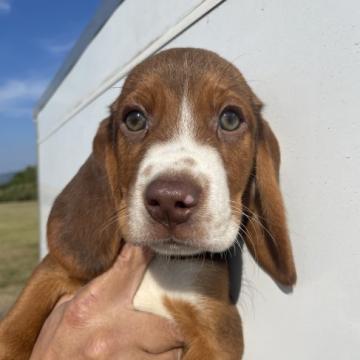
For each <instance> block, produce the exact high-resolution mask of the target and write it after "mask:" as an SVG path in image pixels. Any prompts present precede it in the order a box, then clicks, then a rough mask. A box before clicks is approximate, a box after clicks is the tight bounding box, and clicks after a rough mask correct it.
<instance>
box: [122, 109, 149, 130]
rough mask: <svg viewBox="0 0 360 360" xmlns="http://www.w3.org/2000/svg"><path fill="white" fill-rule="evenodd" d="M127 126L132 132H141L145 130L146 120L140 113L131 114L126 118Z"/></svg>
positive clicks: (125, 122)
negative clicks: (142, 130)
mask: <svg viewBox="0 0 360 360" xmlns="http://www.w3.org/2000/svg"><path fill="white" fill-rule="evenodd" d="M125 123H126V126H127V128H128V129H129V130H131V131H139V130H142V129H144V128H145V125H146V120H145V117H144V115H143V114H141V113H140V112H135V111H134V112H131V113H130V114H128V116H127V117H126V121H125Z"/></svg>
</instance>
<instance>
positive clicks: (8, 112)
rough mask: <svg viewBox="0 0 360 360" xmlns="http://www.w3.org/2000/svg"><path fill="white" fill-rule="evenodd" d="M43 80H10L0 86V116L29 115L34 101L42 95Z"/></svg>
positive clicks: (28, 79)
mask: <svg viewBox="0 0 360 360" xmlns="http://www.w3.org/2000/svg"><path fill="white" fill-rule="evenodd" d="M47 83H48V81H47V80H44V79H25V80H18V79H11V80H8V81H6V82H5V83H4V84H0V114H1V115H6V116H10V117H20V116H25V115H30V116H31V113H32V108H33V105H34V102H35V100H37V99H38V98H39V97H40V95H41V94H42V93H43V91H44V89H45V87H46V85H47Z"/></svg>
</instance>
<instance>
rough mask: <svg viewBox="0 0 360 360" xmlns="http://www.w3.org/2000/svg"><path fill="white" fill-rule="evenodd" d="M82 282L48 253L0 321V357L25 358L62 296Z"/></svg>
mask: <svg viewBox="0 0 360 360" xmlns="http://www.w3.org/2000/svg"><path fill="white" fill-rule="evenodd" d="M79 286H81V283H80V282H79V281H77V280H74V279H70V277H69V275H68V274H67V272H66V270H65V269H64V268H62V267H61V266H60V265H59V264H57V263H56V261H55V260H54V259H53V258H52V257H51V255H48V256H46V257H45V258H44V260H43V261H42V262H41V263H40V264H39V265H38V266H37V268H36V269H35V271H34V272H33V274H32V276H31V278H30V279H29V281H28V283H27V284H26V287H25V288H24V289H23V291H22V293H21V295H20V297H19V298H18V300H17V301H16V303H15V304H14V306H13V307H12V308H11V310H10V311H9V313H8V314H7V315H6V317H5V318H4V319H3V320H2V321H1V322H0V360H14V359H16V360H25V359H29V358H30V356H31V352H32V349H33V347H34V344H35V342H36V339H37V336H38V335H39V332H40V330H41V328H42V325H43V323H44V322H45V320H46V318H47V317H48V315H49V314H50V312H51V310H52V309H53V307H54V306H55V304H56V303H57V301H58V300H59V298H60V297H61V296H62V295H65V294H71V293H73V292H74V291H75V290H76V289H77V288H79Z"/></svg>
##########
• _INSTRUÇÕES DA TAREFA_
Reproduza fielmente as linhas dos registros desde o início até a linha que contém "positive clicks: (125, 122)", incluindo as duas extremidades. Deixe as imagens fora da resposta.

• _RESULTADO DO EXERCÍCIO_
For each <instance> block, produce the exact high-resolution mask of the target and write it after "mask:" as an SVG path in image pixels. Any prompts present precede it in the order a box, then clicks, then a rough mask. A box before clicks is approximate, a box after clicks is the tight bounding box, and clicks after a rough mask correct it.
<instance>
box: [122, 109, 149, 130]
rough mask: <svg viewBox="0 0 360 360" xmlns="http://www.w3.org/2000/svg"><path fill="white" fill-rule="evenodd" d="M127 126L132 132H141L145 130L146 120L140 113L131 114L126 118Z"/></svg>
positive clicks: (125, 122)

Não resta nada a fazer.